(Stored data)
◇ ◇ ◇ ◇

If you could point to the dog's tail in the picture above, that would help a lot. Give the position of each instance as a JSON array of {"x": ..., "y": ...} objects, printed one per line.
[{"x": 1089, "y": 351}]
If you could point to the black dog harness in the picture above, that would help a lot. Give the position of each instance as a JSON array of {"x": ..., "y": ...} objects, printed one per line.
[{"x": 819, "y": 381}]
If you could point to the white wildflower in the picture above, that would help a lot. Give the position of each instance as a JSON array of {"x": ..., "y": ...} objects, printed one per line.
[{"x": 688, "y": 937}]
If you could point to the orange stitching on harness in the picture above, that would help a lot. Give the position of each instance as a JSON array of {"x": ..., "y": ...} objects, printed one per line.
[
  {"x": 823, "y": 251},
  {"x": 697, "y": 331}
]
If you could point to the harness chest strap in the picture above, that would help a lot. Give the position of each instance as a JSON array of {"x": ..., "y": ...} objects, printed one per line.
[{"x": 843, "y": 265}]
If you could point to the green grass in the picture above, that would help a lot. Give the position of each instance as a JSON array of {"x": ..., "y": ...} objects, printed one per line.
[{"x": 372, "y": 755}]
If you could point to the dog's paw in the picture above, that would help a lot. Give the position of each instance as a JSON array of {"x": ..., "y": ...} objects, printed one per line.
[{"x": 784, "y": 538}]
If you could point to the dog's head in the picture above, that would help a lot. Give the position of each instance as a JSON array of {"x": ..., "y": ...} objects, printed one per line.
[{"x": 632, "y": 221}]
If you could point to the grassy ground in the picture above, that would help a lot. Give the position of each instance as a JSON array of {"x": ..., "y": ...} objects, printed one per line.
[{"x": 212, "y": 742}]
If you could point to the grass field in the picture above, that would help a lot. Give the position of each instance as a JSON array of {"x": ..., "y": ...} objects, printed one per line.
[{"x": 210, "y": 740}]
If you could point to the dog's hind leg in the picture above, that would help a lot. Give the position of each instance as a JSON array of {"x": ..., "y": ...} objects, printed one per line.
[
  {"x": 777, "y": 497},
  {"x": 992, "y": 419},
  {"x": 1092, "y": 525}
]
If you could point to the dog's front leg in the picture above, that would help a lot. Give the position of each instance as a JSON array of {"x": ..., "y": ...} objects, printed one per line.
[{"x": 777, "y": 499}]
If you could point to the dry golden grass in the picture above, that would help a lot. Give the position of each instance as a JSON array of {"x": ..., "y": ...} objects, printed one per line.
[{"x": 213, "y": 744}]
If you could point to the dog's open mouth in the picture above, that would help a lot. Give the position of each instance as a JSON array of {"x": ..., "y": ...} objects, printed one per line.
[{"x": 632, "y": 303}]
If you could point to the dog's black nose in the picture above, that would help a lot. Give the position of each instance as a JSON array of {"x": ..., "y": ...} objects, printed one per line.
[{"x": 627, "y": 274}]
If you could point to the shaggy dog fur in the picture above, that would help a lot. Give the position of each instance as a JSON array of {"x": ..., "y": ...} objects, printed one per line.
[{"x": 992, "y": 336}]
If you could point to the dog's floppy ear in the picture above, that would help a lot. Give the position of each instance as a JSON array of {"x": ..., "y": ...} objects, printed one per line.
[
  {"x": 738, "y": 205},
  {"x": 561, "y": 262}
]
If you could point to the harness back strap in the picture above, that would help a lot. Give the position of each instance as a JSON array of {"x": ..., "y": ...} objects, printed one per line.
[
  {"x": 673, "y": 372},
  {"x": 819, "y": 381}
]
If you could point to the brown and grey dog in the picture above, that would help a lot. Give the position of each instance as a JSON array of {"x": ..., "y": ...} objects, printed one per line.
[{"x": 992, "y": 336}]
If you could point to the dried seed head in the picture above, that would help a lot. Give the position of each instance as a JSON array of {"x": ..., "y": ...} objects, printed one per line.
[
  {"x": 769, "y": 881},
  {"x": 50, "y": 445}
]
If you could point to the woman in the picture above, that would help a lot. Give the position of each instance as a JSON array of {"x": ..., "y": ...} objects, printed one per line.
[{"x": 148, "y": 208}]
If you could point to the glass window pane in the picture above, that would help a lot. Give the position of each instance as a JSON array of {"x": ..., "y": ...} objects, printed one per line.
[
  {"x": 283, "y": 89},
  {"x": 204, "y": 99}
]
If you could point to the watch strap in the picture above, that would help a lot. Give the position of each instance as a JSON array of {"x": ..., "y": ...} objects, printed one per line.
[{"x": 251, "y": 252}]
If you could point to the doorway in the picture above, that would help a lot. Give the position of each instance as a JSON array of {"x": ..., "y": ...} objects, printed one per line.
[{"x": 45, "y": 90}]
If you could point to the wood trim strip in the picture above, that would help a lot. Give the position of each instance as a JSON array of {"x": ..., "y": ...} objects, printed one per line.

◇ ◇ ◇ ◇

Exercise prompt: Copy out each record exactly as given, omitting none.

Problem solution:
If you could point to the dog's tail in the picture above, that would help a lot. Give the position of each instance as a JSON array of {"x": ..., "y": ...} objects, printed one per line.
[{"x": 1089, "y": 351}]
If you could point to the black dog harness in the picture above, that would help a lot. Give the position of each instance as a JSON array of {"x": ..., "y": ...} objects, printed one per line.
[{"x": 819, "y": 381}]
If you could point to the white wildflower in the picture above, that would help a lot. Give the position of each instance as a JSON array of {"x": ..., "y": ...} objects, printed one per line.
[{"x": 688, "y": 937}]
If you could point to the orange stitching on harness in the picture above, that would help a lot. Give the position of each instance as a JSON array of {"x": ..., "y": ...} objects, printed one per line.
[
  {"x": 823, "y": 251},
  {"x": 697, "y": 331}
]
If you could point to the harness chest strap in the picture above, that would help a lot. Give the position of each instance as a JSON array of {"x": ..., "y": ...} objects, printed one per line.
[{"x": 843, "y": 265}]
If you could point to the green grass in the picture above, that would help a lot. Give the position of each instance as a JSON array of {"x": ..., "y": ...} objects, printed one per line.
[{"x": 372, "y": 755}]
If you could point to the dog's paw in the picture above, that would help a lot. Give the position of each instance as a JSON array of {"x": ..., "y": ...} objects, printed one per line.
[{"x": 784, "y": 538}]
If you could point to the dog's head in the picture above, that would help a lot. Give the position of each instance as a JSON array of {"x": ..., "y": ...} objects, printed one per line.
[{"x": 632, "y": 221}]
If you could point to the grassy ground in the picture above, that would help a lot. Give the position of each instance as a JSON array of {"x": ..., "y": ...} objects, printed one per line.
[{"x": 212, "y": 742}]
If you could point to the grass field in the picture above, that would help a lot. Give the position of each instance as a JSON array of {"x": ..., "y": ...} objects, printed one per line.
[{"x": 210, "y": 740}]
If you could point to the dog's hind leg in the picture above, that would help a lot. Give the position of each instance as a JSON array of {"x": ..., "y": ...} objects, printed one per line.
[
  {"x": 777, "y": 497},
  {"x": 992, "y": 419},
  {"x": 1092, "y": 525}
]
If you could point to the dog's front leg in the picture above, that would help a lot. Give the position of each instance as a JSON array of {"x": ..., "y": ...} objects, printed one per line.
[{"x": 777, "y": 499}]
If you could point to the dry golden grass in the picture above, that would help a lot. Give the position of each instance as a JSON array of {"x": ..., "y": ...} objects, printed one per line.
[{"x": 213, "y": 744}]
If you could point to the dog's open mouth in the picture above, that would help a lot. Give the position of each instance as a JSON array of {"x": ..., "y": ...} objects, printed one per line.
[{"x": 632, "y": 303}]
If you could point to the dog's black nose in the picture above, that would help a lot. Give the position of each instance as a JSON array of {"x": ..., "y": ...} objects, printed one per line.
[{"x": 627, "y": 274}]
If you could point to the shaggy dog fur in the picture above, that would help a lot. Give the position of each instance as a JSON array of {"x": ..., "y": ...} objects, printed one per line.
[{"x": 992, "y": 336}]
If you could point to the dog's floppy ear in the picture above, that would help a lot. Give the position of each instance as a JSON array of {"x": ..., "y": ...} objects, printed one per line.
[
  {"x": 738, "y": 205},
  {"x": 561, "y": 262}
]
If you could point to the harness back strap in the picture above, that would help a lot. Give the position of each instance as a JSON array of {"x": ..., "y": ...} objects, printed one per line.
[
  {"x": 673, "y": 372},
  {"x": 819, "y": 381}
]
If you could point to the brown and grey dog in the picture above, that would help a lot. Give the position of each instance as a JSON array of {"x": ..., "y": ...} objects, printed one per line.
[{"x": 992, "y": 336}]
If you could point to the dried seed head in the picture above, that would help a lot. Give the position of each instance as a JSON array of {"x": ..., "y": ...} objects, printed one per line.
[
  {"x": 769, "y": 881},
  {"x": 50, "y": 445}
]
If you could point to the woman in the picture above, that would help a lot. Give the position of each instance as a JSON array of {"x": ..., "y": ...} objects, printed one per line.
[{"x": 148, "y": 208}]
If you could point to the glass window pane in the picture above, that would help a lot. Give the position of each instance as a JSON array of {"x": ..., "y": ...} objects, printed one per line.
[
  {"x": 283, "y": 89},
  {"x": 204, "y": 99}
]
If you could point to the watch strap in the picture above, that would help a lot. Give the position of each instance as a JSON array of {"x": ..., "y": ...} objects, printed one per line.
[{"x": 251, "y": 252}]
If you could point to the doorway in the picture above, that would help a lot. Give the position of each instance as a JSON array of {"x": ..., "y": ...} objects, printed one per line.
[{"x": 45, "y": 90}]
If you could point to the wood trim strip in the picture above, that would help a lot. Give the position of each instance as a JSON array of {"x": ..., "y": ...} objects, printed one per line.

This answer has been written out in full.